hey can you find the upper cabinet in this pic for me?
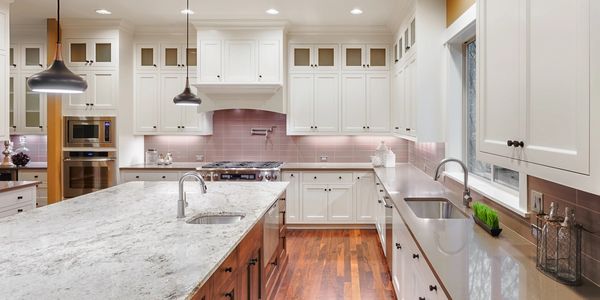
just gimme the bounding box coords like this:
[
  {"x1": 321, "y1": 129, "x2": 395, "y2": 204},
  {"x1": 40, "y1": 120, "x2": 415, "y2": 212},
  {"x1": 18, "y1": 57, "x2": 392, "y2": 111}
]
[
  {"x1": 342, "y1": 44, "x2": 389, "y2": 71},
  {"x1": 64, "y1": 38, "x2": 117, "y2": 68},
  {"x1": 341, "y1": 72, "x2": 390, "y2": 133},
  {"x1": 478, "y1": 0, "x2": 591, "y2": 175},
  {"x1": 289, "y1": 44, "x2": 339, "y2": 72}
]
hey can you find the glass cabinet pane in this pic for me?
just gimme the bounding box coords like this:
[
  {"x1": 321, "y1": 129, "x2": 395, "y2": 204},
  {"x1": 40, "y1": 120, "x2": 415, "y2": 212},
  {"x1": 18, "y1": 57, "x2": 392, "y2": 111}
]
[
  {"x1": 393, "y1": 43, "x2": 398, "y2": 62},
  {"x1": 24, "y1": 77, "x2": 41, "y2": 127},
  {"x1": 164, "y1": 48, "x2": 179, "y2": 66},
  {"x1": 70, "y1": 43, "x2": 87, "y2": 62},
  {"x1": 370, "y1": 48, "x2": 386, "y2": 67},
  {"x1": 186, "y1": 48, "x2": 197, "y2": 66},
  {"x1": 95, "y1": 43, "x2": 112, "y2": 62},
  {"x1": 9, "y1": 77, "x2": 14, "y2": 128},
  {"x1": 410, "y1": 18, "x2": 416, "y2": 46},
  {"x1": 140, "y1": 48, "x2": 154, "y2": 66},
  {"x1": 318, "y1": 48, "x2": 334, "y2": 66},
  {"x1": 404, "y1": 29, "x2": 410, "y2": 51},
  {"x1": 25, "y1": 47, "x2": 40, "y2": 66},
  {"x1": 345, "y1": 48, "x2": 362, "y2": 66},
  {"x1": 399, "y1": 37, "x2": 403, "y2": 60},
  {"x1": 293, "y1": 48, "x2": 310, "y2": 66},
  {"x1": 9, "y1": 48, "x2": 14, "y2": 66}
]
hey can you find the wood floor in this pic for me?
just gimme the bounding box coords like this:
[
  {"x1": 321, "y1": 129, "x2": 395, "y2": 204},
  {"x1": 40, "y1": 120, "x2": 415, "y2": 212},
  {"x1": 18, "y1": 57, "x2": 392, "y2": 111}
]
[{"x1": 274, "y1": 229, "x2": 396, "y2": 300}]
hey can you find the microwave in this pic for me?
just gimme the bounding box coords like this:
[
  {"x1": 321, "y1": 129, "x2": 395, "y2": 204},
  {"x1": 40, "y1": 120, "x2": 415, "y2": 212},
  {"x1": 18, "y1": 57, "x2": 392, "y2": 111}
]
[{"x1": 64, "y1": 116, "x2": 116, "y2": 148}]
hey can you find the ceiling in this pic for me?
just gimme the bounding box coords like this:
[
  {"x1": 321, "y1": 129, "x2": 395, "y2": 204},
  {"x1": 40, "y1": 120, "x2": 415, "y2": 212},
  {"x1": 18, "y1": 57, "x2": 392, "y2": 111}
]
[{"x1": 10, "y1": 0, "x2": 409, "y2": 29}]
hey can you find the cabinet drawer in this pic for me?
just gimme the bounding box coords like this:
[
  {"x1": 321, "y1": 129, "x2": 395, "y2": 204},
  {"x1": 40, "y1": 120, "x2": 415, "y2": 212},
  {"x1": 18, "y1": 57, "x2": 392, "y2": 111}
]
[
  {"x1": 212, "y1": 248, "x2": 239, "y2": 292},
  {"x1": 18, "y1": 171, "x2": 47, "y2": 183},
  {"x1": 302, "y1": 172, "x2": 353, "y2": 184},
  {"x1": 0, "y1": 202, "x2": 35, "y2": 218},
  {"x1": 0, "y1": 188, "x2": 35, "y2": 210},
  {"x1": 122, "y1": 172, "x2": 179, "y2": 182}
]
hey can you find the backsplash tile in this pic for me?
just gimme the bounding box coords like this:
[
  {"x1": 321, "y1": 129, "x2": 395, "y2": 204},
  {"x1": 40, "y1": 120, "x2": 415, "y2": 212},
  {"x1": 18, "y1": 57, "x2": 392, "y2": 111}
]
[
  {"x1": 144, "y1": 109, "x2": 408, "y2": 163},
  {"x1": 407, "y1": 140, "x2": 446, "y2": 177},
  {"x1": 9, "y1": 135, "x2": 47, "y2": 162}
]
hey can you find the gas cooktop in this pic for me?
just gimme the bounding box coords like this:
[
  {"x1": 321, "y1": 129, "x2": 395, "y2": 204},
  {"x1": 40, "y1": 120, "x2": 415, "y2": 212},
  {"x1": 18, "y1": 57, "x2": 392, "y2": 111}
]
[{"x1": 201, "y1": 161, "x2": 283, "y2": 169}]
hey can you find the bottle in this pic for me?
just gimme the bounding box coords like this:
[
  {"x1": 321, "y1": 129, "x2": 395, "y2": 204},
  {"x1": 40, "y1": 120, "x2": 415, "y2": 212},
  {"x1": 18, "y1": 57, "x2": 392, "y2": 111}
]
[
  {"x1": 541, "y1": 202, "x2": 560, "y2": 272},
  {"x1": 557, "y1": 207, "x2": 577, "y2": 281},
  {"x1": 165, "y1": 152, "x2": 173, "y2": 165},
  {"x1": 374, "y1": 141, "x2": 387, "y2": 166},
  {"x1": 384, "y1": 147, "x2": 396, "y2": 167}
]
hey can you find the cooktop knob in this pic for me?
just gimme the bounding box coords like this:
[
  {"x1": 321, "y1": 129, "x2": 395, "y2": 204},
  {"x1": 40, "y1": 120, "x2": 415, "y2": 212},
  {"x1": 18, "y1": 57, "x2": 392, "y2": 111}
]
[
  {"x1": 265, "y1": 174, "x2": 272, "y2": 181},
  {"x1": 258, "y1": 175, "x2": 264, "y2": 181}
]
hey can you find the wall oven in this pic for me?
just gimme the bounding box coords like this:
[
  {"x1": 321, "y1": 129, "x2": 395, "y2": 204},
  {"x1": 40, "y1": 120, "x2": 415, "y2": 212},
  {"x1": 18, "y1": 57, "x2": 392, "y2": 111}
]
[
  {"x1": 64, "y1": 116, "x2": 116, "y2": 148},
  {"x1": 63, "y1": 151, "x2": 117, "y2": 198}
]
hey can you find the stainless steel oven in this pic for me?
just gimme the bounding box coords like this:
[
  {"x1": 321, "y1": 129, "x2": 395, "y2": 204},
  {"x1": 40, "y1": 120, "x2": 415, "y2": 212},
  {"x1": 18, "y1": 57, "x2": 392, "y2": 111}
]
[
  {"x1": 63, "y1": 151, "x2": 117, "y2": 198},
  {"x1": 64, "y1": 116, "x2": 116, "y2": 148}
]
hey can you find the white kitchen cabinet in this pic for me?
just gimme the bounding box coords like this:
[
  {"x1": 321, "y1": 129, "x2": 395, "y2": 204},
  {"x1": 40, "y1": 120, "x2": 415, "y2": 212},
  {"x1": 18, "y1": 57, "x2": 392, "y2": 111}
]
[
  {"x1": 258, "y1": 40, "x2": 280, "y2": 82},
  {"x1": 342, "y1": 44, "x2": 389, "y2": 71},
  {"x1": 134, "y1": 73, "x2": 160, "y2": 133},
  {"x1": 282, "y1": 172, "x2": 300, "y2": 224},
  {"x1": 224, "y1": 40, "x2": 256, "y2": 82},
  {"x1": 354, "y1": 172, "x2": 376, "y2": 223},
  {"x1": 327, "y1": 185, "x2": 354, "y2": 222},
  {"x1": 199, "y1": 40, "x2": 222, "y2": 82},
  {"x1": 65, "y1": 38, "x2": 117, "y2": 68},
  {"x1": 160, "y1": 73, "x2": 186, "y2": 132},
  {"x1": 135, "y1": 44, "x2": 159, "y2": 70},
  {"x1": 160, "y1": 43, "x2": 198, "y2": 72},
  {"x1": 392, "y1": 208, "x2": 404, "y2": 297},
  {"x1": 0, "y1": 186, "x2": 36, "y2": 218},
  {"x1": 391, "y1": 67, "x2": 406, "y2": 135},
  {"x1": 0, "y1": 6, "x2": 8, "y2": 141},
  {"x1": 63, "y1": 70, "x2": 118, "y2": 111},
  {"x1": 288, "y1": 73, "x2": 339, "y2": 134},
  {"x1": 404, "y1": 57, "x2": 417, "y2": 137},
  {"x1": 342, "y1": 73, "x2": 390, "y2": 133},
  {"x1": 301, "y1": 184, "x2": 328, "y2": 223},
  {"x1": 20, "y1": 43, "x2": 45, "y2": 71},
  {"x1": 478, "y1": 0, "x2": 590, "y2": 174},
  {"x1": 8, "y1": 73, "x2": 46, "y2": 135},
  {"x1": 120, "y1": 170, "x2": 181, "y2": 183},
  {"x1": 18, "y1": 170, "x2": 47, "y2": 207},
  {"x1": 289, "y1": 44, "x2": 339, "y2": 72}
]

---

Starting with the line that contains "hey can you find the stainless", return every line through the last one of the records, exactly as written.

hey can you find the stainless steel oven in this pic for me?
just gimme the bounding box coords like this:
[
  {"x1": 321, "y1": 129, "x2": 395, "y2": 204},
  {"x1": 40, "y1": 120, "x2": 415, "y2": 212},
  {"x1": 18, "y1": 57, "x2": 392, "y2": 111}
]
[
  {"x1": 63, "y1": 151, "x2": 117, "y2": 198},
  {"x1": 64, "y1": 116, "x2": 116, "y2": 148}
]
hey can you find the white kitchen cabinet in this pic for me?
just gimme the bounding box coords like this:
[
  {"x1": 321, "y1": 129, "x2": 395, "y2": 204},
  {"x1": 40, "y1": 120, "x2": 415, "y2": 212},
  {"x1": 18, "y1": 57, "x2": 392, "y2": 111}
]
[
  {"x1": 258, "y1": 40, "x2": 280, "y2": 82},
  {"x1": 342, "y1": 44, "x2": 389, "y2": 71},
  {"x1": 134, "y1": 73, "x2": 160, "y2": 133},
  {"x1": 282, "y1": 172, "x2": 300, "y2": 224},
  {"x1": 224, "y1": 40, "x2": 256, "y2": 82},
  {"x1": 354, "y1": 172, "x2": 376, "y2": 223},
  {"x1": 327, "y1": 185, "x2": 354, "y2": 222},
  {"x1": 199, "y1": 40, "x2": 222, "y2": 82},
  {"x1": 65, "y1": 38, "x2": 117, "y2": 68},
  {"x1": 160, "y1": 73, "x2": 186, "y2": 132},
  {"x1": 135, "y1": 44, "x2": 159, "y2": 70},
  {"x1": 160, "y1": 43, "x2": 198, "y2": 72},
  {"x1": 392, "y1": 208, "x2": 404, "y2": 297},
  {"x1": 0, "y1": 186, "x2": 36, "y2": 218},
  {"x1": 391, "y1": 67, "x2": 406, "y2": 135},
  {"x1": 0, "y1": 6, "x2": 8, "y2": 141},
  {"x1": 63, "y1": 70, "x2": 118, "y2": 111},
  {"x1": 288, "y1": 73, "x2": 339, "y2": 134},
  {"x1": 404, "y1": 57, "x2": 417, "y2": 137},
  {"x1": 342, "y1": 73, "x2": 390, "y2": 133},
  {"x1": 301, "y1": 184, "x2": 328, "y2": 223},
  {"x1": 20, "y1": 43, "x2": 45, "y2": 71},
  {"x1": 478, "y1": 0, "x2": 590, "y2": 174},
  {"x1": 8, "y1": 73, "x2": 46, "y2": 135},
  {"x1": 120, "y1": 170, "x2": 181, "y2": 183},
  {"x1": 18, "y1": 170, "x2": 47, "y2": 207},
  {"x1": 289, "y1": 44, "x2": 339, "y2": 72}
]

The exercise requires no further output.